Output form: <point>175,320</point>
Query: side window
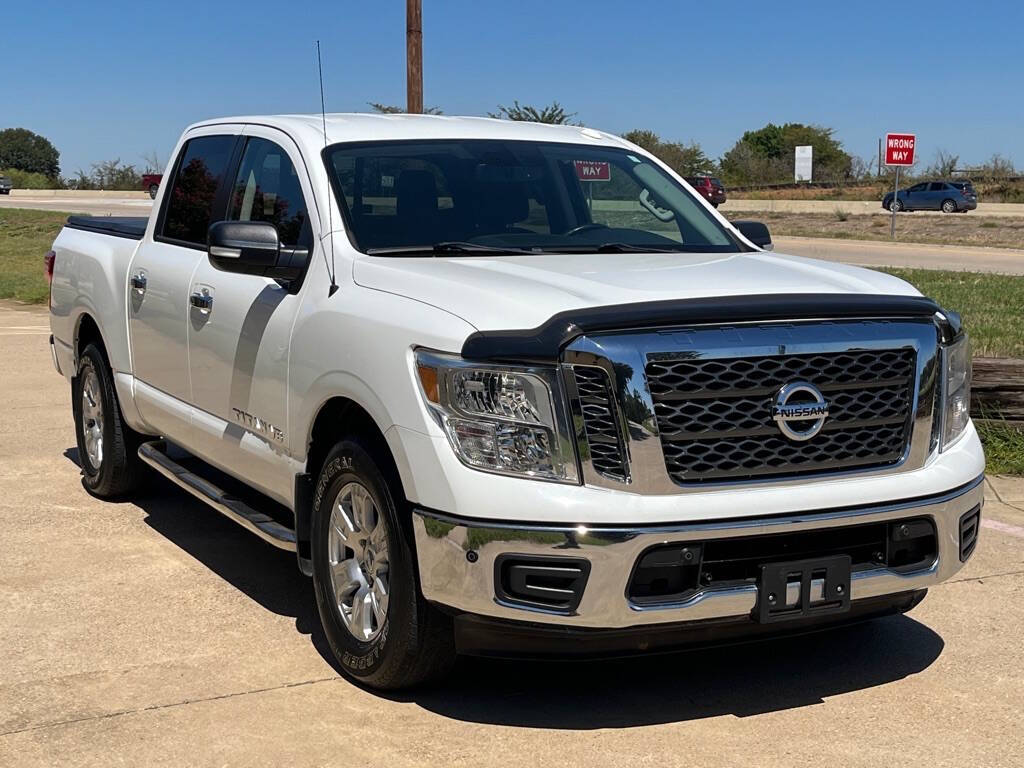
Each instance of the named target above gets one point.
<point>200,173</point>
<point>267,188</point>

━━━━━━━━━━━━━━━━━━━━━━━━━━━━━━

* What to produce *
After removing each picture, print the entries above exactly as they were.

* Solution *
Output form: <point>175,320</point>
Query: side window
Each instance of the named target above gets one point.
<point>200,173</point>
<point>267,188</point>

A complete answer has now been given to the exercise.